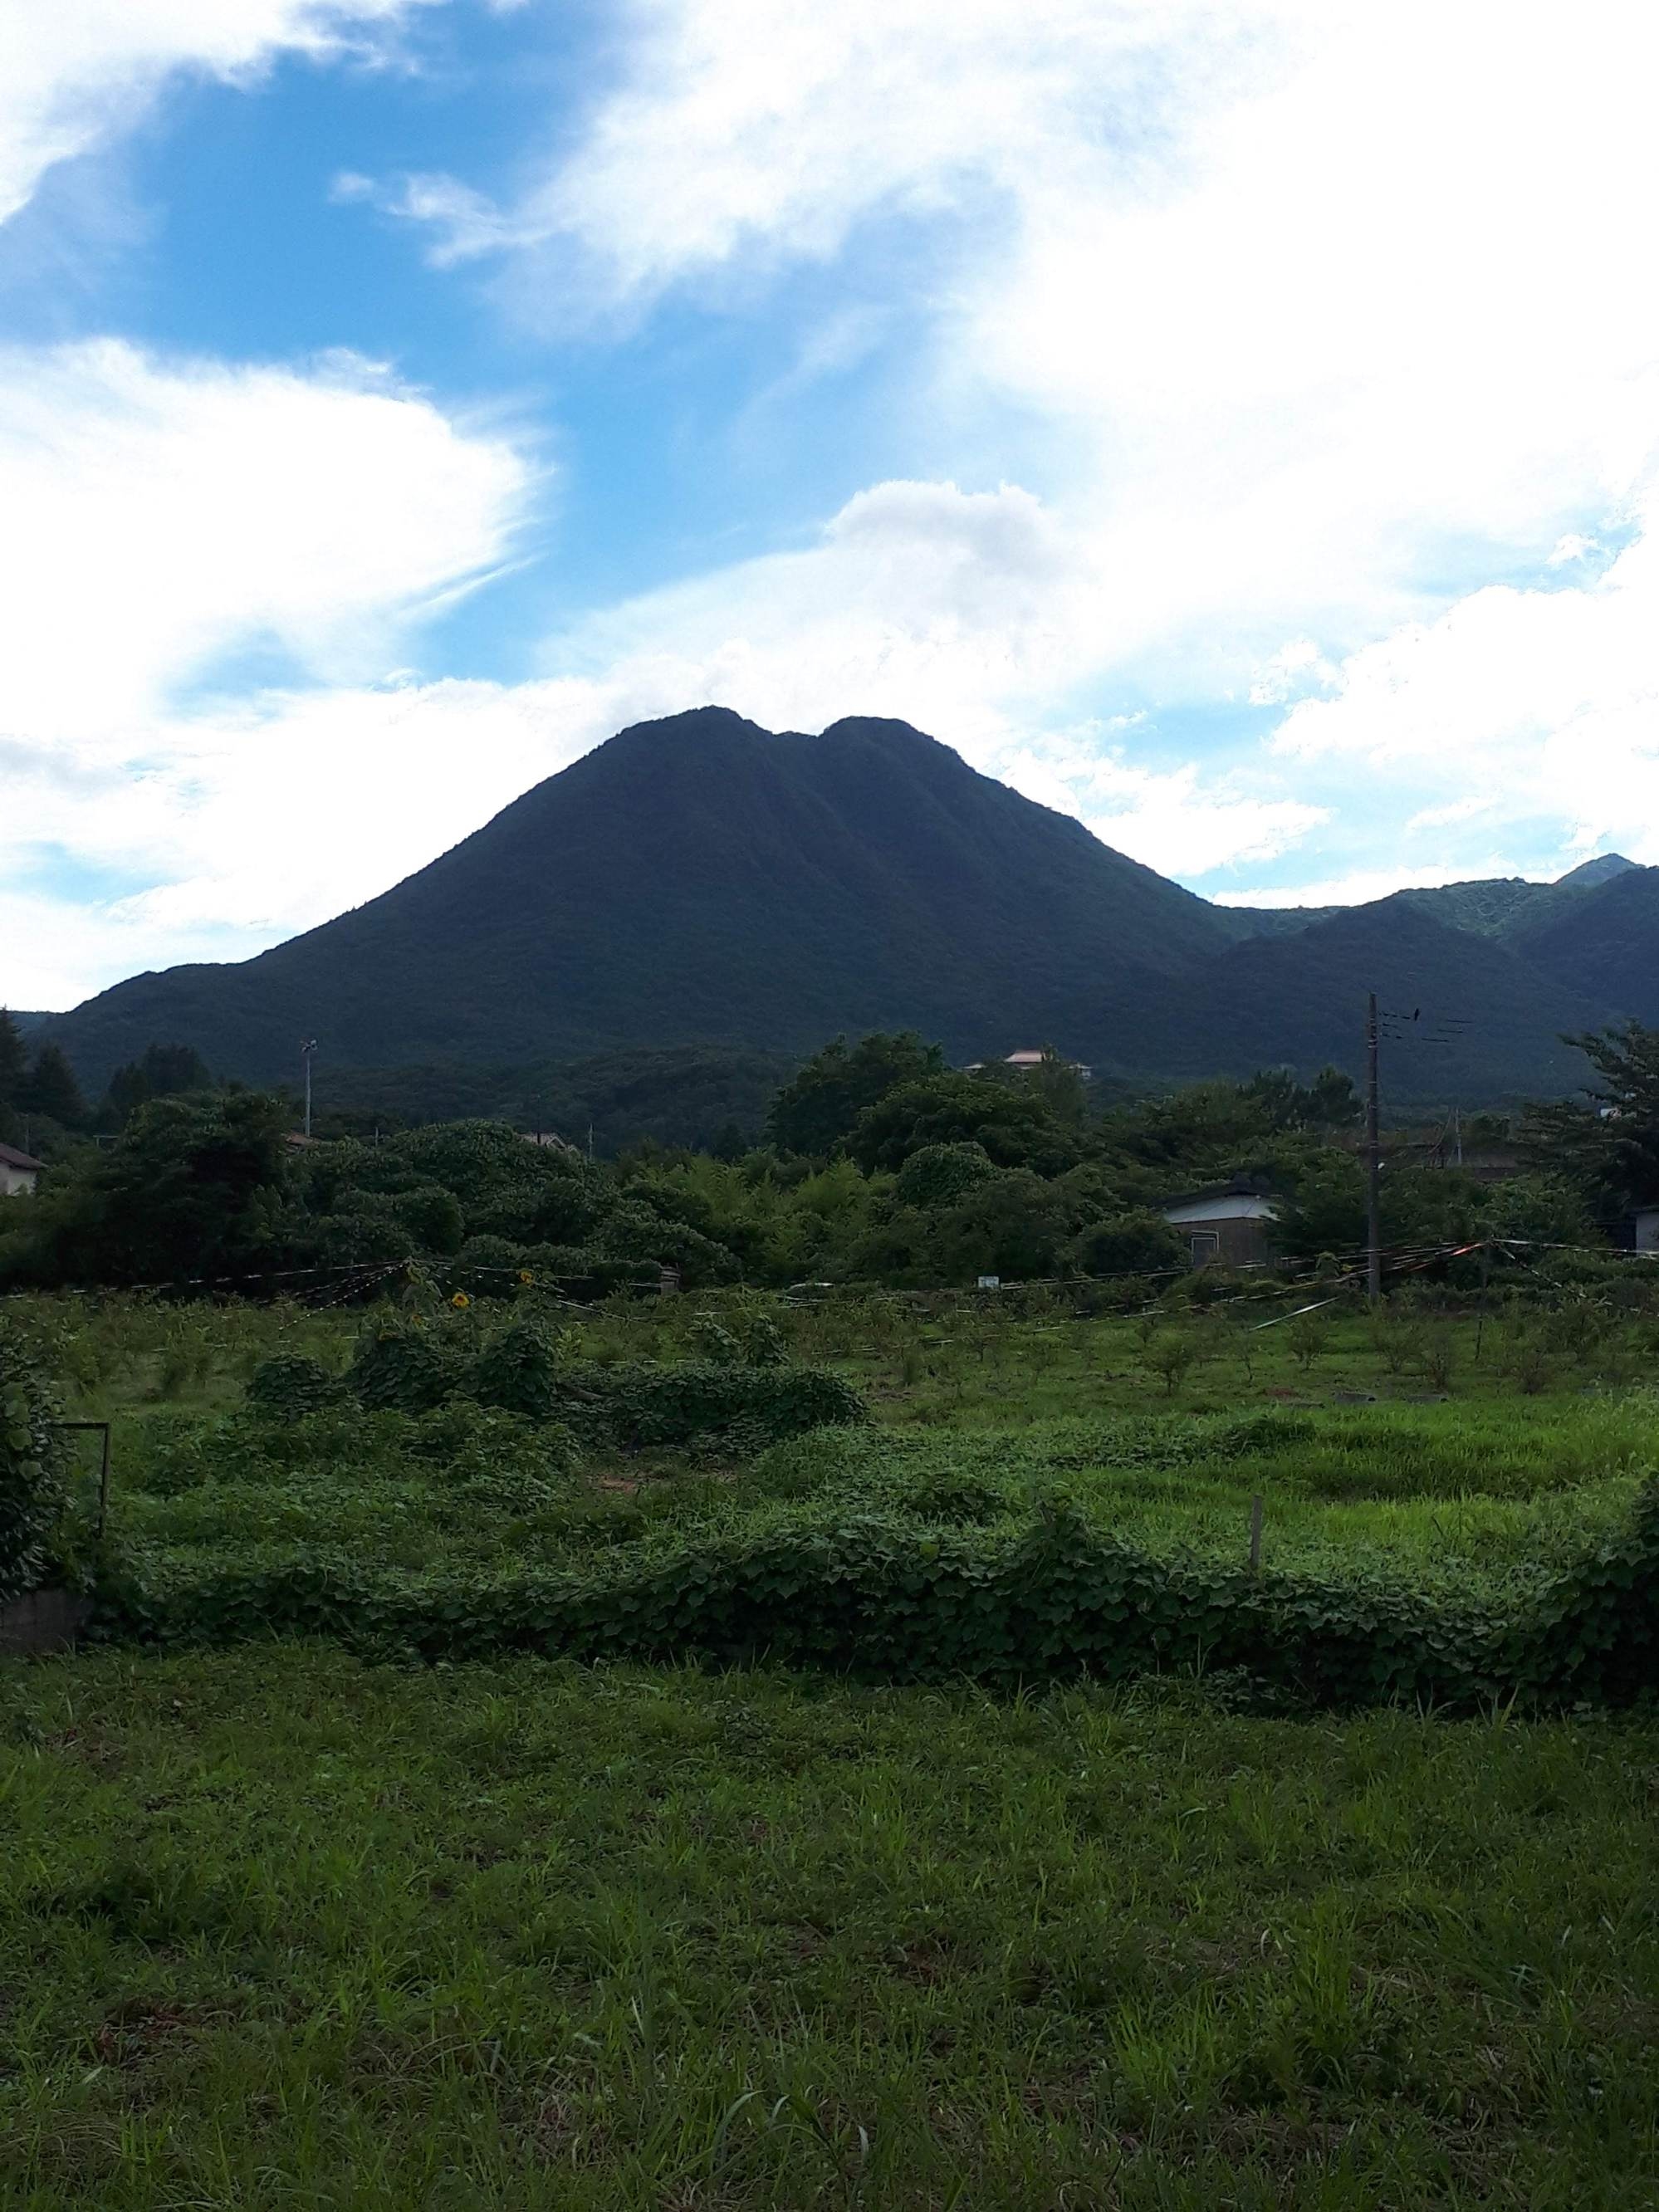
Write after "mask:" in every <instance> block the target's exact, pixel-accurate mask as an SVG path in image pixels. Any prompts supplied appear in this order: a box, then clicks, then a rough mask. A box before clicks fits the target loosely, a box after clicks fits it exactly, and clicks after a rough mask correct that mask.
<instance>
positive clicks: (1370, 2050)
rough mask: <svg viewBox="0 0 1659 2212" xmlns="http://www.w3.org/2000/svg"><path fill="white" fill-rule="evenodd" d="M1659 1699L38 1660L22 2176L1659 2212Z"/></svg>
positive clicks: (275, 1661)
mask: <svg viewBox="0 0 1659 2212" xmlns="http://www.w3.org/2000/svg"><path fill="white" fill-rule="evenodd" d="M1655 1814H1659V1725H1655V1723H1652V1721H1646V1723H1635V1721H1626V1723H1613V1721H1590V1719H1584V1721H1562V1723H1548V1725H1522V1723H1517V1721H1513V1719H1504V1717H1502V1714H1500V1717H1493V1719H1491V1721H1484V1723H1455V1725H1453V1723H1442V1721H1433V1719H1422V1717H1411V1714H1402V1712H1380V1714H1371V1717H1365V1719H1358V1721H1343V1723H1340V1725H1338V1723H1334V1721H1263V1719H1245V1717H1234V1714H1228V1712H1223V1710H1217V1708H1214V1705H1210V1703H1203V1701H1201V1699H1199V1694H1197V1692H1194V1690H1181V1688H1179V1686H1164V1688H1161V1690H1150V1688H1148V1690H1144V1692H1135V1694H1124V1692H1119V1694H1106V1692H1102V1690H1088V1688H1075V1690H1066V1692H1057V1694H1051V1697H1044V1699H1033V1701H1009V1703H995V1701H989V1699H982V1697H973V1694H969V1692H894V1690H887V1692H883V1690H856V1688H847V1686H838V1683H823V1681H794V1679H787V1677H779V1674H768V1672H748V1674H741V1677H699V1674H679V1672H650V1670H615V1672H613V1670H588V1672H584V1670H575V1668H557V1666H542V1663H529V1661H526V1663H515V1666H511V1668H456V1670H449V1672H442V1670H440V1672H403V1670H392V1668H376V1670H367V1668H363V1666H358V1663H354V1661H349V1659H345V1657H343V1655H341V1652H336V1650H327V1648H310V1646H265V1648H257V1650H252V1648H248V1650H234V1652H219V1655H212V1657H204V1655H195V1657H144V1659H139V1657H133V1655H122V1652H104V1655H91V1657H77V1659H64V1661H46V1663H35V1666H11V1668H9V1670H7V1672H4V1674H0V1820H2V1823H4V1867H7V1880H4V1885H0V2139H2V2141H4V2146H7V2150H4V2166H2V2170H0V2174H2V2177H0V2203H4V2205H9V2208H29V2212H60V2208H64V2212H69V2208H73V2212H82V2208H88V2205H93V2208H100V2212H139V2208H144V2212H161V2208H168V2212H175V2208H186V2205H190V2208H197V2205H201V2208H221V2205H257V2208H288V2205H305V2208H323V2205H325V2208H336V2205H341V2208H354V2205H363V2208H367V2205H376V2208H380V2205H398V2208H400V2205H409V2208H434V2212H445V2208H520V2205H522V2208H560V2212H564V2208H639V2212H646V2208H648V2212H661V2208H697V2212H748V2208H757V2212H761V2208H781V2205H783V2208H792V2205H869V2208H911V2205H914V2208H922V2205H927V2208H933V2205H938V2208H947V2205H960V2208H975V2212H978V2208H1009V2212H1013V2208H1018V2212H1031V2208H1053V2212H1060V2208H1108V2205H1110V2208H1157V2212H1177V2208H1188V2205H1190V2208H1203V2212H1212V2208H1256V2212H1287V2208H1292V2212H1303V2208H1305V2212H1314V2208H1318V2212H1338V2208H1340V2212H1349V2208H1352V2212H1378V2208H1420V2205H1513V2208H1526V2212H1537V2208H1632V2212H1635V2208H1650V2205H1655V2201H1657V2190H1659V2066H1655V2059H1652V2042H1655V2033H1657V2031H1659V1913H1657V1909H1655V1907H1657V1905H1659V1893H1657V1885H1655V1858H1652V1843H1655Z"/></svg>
###
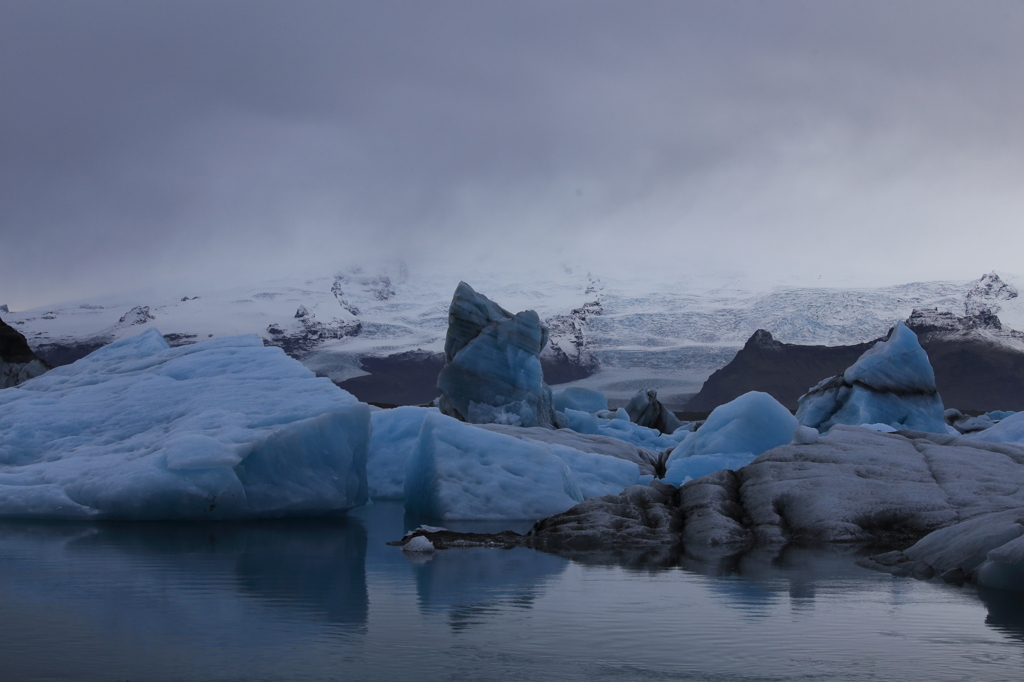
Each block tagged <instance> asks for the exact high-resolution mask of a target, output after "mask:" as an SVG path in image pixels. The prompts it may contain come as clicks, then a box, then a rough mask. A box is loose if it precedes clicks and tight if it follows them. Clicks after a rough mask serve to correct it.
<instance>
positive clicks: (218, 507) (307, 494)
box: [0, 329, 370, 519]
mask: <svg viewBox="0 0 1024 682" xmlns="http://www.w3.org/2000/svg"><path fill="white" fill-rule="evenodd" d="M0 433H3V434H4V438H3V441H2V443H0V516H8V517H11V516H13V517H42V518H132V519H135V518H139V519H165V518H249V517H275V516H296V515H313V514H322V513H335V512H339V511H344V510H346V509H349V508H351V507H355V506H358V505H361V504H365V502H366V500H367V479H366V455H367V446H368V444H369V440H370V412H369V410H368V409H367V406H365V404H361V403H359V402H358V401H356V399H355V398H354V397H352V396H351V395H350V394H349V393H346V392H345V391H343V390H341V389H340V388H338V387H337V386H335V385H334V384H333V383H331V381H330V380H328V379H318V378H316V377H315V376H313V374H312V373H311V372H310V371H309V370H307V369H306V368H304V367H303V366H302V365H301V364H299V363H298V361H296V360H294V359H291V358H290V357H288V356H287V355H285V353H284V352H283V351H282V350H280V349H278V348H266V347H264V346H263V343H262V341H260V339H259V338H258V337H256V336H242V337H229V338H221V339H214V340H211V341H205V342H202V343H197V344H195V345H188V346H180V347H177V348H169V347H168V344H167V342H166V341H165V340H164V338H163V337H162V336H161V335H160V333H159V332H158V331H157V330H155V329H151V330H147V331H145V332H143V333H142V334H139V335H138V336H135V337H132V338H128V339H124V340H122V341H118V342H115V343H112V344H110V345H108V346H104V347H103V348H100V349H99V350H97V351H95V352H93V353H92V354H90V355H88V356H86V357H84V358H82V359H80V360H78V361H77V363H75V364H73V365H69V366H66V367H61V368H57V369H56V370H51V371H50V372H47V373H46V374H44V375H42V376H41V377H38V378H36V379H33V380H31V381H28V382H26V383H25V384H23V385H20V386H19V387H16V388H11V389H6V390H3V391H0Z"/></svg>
###
» Work instructions: Where a line of the records above holds the word "image", copy that line.

» Exercise answer:
Write after "mask:" in every <instance> block the target's exact, pixel-accurate mask as an SVG path in image pixels. Any prompts supplied appear in this order: a box, then clicks, then a rough mask. A box before clicks fits the target loosely, a box after clicks fits it exactly, and clicks after a rough mask correct that mask.
Each block tagged <instance> asks for the exact high-resolution mask of a target, output after "mask:" as an SVG path in image pixels. The prompts it may contain come as clicks, then a box, then a rough mask. A box is loose if it precedes clicks and tight if it follows them. Clicks after a rough mask serve to correct it.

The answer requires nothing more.